Task statement: Your answer must be an exact transcription of the lines from the line with "Where can the facade" through the final line of the data.
___ Data in this exercise ___
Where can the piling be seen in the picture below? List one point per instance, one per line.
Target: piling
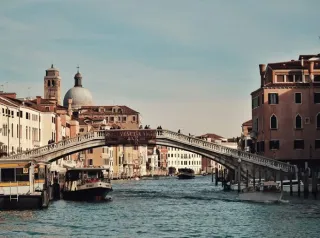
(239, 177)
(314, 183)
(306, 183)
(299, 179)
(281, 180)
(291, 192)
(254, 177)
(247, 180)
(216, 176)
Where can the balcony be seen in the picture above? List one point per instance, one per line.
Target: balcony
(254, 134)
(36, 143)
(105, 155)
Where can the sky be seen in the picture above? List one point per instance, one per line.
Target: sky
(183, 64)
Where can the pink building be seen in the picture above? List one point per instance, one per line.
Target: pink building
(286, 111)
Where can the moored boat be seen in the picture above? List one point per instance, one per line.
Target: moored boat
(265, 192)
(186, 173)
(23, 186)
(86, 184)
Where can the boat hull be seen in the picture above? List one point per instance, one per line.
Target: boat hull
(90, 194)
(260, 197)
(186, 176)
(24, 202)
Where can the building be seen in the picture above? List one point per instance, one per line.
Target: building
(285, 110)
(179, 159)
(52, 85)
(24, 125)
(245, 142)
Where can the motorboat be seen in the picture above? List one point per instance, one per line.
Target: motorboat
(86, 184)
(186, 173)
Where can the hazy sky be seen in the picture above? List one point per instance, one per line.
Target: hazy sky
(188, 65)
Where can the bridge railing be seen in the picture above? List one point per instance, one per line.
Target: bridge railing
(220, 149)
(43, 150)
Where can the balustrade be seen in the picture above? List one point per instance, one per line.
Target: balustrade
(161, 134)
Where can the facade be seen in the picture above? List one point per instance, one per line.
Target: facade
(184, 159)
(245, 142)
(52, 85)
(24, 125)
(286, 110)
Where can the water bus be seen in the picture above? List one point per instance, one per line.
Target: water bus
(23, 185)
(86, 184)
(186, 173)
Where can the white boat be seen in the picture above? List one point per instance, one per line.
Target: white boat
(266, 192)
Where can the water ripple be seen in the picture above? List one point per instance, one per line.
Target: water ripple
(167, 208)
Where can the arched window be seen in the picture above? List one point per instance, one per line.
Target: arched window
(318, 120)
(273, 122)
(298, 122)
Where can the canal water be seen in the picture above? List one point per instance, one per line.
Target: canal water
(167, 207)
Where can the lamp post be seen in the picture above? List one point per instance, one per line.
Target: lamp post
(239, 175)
___
Output of the exercise:
Where can the facade be seen in the picture above? List one point per instance, one per line.
Target: facade
(184, 159)
(245, 142)
(52, 85)
(24, 125)
(286, 110)
Where can the water bus be seen in the picture above? List one point per instance, one per line.
Target: water bus
(23, 185)
(86, 184)
(186, 173)
Where can the white boat be seen in the picture above? List one point per instance, one per line.
Target: white boat
(266, 192)
Where can the water ripple be seen in the picture above? List one point per instance, one per line.
Target: water ripple
(167, 208)
Where can the arched window be seen in the picture above? List one point per instance, one per line.
Target: arched window
(318, 120)
(273, 122)
(298, 122)
Where can the canal water be seen in the picture above? List one point per instance, one per line.
Target: canal water
(167, 207)
Where can the lamp post be seen in the picture above? List one point per instance, one per line.
Target: lamp post
(239, 175)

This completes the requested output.